**Выбранный фрагмент**.
● ● ● ●
Принципиальным отличием, на первый взгляд, кажется тот факт, что газдановский анализ героев-оригиналов заканчивается точным «диагнозом» их болезни: рассказчик НД, внимательно следя за такими героями и желая проникнуть в суть их личности, с беспристрастностью учёного определяет этиологию их психического или социального «уродства». Однако среди них выделяется два персонажа, «диагноз» которых оказывается сформулирован в несколько иной тональности, что заставляет читателя усомниться в его правильности – и окончательности.
Эти персонажи – Ральди и Платон. Таким образом, лишь рассмотрение психологических типов людей в толпе не находит аналогии у Газданова. Остальные типы объектов анализа совпадают.
● ● ● ●
**Условие задачи**.
Пожалуйста, выпишите все слова, которые во фрагменте выше заключены в кавычки «», в том порядке, в каком они встречаются.
● ● ● ●
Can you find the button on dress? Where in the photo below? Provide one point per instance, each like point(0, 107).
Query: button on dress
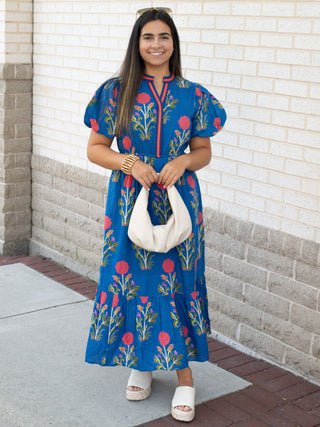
point(151, 309)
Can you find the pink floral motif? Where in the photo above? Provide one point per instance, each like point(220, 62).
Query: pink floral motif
point(167, 357)
point(184, 122)
point(160, 185)
point(217, 123)
point(94, 125)
point(143, 98)
point(194, 294)
point(103, 297)
point(127, 338)
point(191, 181)
point(126, 143)
point(122, 267)
point(107, 222)
point(128, 181)
point(168, 266)
point(115, 301)
point(164, 338)
point(198, 92)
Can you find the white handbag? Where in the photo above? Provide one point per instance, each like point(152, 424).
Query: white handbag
point(159, 238)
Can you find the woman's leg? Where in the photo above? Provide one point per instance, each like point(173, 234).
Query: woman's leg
point(185, 379)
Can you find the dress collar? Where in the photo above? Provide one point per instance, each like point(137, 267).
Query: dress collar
point(165, 79)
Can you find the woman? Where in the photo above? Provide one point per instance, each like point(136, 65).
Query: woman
point(151, 309)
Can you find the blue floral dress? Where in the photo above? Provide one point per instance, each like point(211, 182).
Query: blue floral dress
point(151, 309)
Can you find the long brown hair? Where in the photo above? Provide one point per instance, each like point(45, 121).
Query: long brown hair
point(133, 67)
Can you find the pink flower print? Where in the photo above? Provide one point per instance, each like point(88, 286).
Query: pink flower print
point(126, 143)
point(217, 122)
point(143, 98)
point(94, 125)
point(103, 297)
point(127, 338)
point(184, 122)
point(115, 300)
point(128, 181)
point(191, 181)
point(164, 338)
point(168, 266)
point(122, 267)
point(107, 222)
point(194, 294)
point(160, 185)
point(198, 92)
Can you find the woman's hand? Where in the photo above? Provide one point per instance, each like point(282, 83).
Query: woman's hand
point(144, 173)
point(199, 156)
point(172, 171)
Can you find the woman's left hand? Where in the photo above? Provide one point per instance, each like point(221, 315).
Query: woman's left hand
point(172, 171)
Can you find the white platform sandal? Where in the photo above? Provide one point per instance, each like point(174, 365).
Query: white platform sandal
point(183, 396)
point(142, 380)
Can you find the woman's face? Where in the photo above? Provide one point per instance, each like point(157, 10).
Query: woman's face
point(156, 46)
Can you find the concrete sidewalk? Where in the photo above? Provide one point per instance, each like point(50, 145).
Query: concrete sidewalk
point(44, 381)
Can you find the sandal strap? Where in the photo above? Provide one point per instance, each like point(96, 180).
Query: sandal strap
point(140, 379)
point(184, 396)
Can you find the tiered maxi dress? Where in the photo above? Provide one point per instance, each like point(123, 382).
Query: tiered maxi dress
point(151, 309)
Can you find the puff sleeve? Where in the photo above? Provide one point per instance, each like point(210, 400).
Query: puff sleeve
point(209, 117)
point(100, 114)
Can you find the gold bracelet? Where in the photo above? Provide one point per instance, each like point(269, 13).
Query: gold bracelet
point(128, 162)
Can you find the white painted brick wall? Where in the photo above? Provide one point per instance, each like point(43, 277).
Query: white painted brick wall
point(16, 31)
point(261, 58)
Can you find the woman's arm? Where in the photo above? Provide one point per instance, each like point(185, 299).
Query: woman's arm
point(199, 156)
point(99, 151)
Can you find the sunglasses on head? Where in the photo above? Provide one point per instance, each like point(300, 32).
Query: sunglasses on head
point(148, 9)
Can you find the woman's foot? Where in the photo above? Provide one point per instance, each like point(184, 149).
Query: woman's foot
point(185, 379)
point(139, 385)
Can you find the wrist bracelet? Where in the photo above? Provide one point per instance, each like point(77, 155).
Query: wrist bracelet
point(128, 162)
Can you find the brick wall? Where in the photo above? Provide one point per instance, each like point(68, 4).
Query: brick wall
point(264, 291)
point(260, 58)
point(261, 190)
point(15, 125)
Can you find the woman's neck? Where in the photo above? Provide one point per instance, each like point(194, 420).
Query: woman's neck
point(157, 73)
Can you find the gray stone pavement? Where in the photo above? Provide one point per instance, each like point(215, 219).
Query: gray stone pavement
point(44, 380)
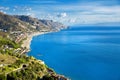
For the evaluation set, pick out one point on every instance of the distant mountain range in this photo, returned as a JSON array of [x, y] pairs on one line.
[[26, 23]]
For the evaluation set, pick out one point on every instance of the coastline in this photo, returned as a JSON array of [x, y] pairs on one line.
[[26, 43]]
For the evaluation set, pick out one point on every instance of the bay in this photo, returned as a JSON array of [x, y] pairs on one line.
[[81, 52]]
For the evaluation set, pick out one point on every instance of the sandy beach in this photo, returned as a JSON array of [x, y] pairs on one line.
[[27, 42]]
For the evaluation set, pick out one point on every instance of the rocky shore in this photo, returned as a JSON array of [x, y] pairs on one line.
[[26, 43]]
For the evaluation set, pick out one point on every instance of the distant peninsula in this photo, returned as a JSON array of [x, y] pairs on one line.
[[16, 32]]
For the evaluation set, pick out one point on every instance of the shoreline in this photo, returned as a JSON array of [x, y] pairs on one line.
[[26, 43]]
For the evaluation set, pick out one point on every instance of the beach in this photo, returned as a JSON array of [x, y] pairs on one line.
[[26, 43]]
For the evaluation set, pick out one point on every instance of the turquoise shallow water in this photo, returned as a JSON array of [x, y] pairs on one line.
[[81, 53]]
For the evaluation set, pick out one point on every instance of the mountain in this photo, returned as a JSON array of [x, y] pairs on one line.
[[41, 24]]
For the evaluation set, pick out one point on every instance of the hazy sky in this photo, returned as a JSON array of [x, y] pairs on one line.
[[72, 12]]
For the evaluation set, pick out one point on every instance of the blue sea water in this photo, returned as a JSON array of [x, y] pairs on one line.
[[81, 52]]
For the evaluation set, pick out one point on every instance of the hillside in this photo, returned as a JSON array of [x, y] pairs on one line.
[[14, 64]]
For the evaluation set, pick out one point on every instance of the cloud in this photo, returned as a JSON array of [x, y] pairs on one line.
[[4, 8], [62, 15], [22, 8]]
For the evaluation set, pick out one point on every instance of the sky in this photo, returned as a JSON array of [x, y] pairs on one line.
[[69, 12]]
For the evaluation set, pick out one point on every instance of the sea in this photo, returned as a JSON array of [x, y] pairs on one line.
[[81, 52]]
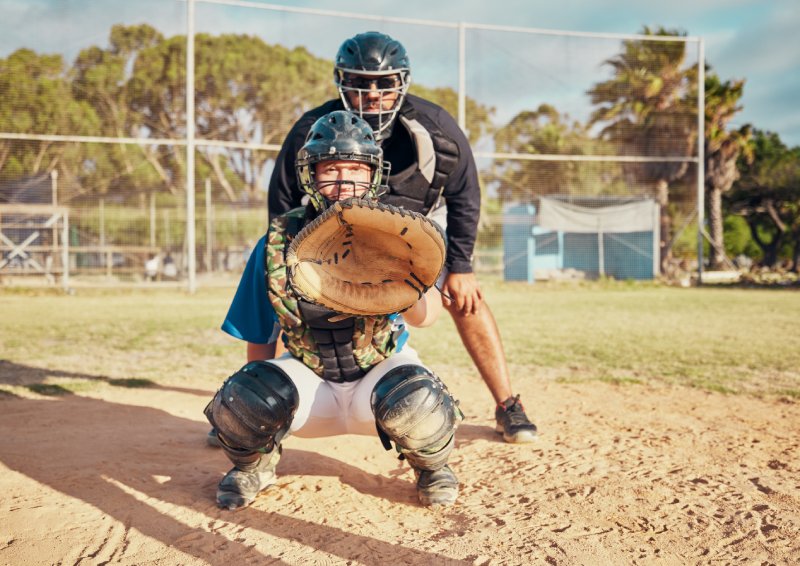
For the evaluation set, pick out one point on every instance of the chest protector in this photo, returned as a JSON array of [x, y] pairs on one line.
[[420, 185], [336, 347]]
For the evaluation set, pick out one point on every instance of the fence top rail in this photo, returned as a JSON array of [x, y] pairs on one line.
[[438, 23], [38, 209]]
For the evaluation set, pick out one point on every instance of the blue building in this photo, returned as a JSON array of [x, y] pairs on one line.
[[594, 236]]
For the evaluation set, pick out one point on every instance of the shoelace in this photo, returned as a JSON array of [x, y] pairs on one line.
[[516, 413]]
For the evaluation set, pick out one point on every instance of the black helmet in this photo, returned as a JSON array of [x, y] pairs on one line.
[[374, 58], [340, 136]]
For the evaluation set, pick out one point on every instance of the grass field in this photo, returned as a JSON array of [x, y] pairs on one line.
[[727, 340]]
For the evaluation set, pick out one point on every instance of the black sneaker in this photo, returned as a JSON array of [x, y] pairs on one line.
[[239, 488], [212, 439], [513, 423], [437, 488]]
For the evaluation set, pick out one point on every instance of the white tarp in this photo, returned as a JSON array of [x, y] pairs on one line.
[[640, 216]]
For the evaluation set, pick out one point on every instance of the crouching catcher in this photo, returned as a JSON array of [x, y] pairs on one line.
[[341, 373]]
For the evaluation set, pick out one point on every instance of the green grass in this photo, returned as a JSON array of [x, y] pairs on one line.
[[724, 340]]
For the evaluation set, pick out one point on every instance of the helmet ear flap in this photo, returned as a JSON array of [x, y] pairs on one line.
[[373, 55]]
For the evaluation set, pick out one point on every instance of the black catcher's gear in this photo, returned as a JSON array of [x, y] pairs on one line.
[[253, 409], [340, 136], [368, 60], [414, 409]]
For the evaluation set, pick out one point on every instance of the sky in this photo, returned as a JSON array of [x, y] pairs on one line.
[[755, 40]]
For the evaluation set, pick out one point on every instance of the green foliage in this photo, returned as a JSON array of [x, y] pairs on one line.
[[768, 196], [738, 239], [648, 106]]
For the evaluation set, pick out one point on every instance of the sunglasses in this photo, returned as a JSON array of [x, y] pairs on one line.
[[367, 82]]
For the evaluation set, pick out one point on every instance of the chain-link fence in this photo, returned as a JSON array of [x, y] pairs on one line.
[[589, 146]]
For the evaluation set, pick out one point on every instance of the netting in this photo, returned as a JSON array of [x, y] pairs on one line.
[[96, 128]]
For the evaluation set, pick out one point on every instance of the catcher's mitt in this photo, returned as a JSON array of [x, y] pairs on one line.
[[365, 258]]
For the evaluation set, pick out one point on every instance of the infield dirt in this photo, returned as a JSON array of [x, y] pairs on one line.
[[621, 474]]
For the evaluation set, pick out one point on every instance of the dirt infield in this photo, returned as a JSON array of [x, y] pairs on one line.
[[626, 474]]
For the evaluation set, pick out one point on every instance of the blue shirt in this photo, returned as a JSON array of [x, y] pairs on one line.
[[251, 316]]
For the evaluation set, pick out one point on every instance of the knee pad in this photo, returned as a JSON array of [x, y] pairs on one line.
[[254, 408], [415, 410]]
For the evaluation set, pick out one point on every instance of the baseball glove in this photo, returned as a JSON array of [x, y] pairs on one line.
[[361, 257]]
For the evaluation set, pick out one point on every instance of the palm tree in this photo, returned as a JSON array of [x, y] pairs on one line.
[[722, 148], [649, 109]]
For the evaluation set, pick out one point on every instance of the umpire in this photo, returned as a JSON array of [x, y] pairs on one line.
[[434, 173]]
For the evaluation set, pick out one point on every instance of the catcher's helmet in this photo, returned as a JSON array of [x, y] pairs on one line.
[[340, 136], [367, 59]]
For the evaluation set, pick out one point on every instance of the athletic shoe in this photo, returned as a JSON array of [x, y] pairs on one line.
[[239, 488], [513, 423], [212, 439], [437, 488]]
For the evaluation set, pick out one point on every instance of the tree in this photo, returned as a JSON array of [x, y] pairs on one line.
[[543, 131], [649, 109], [252, 92], [99, 77], [37, 100], [722, 150], [479, 117], [768, 196]]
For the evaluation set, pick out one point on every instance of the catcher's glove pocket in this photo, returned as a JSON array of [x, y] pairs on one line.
[[363, 257]]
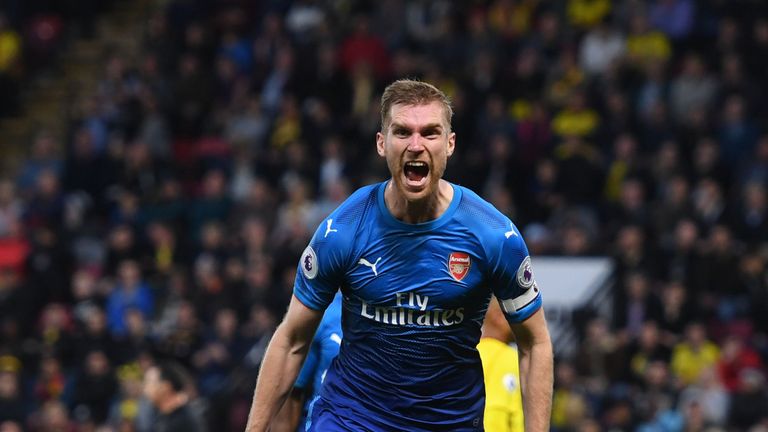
● ● ● ●
**Ответ на задание**.
диагнозом, уродства, диагноз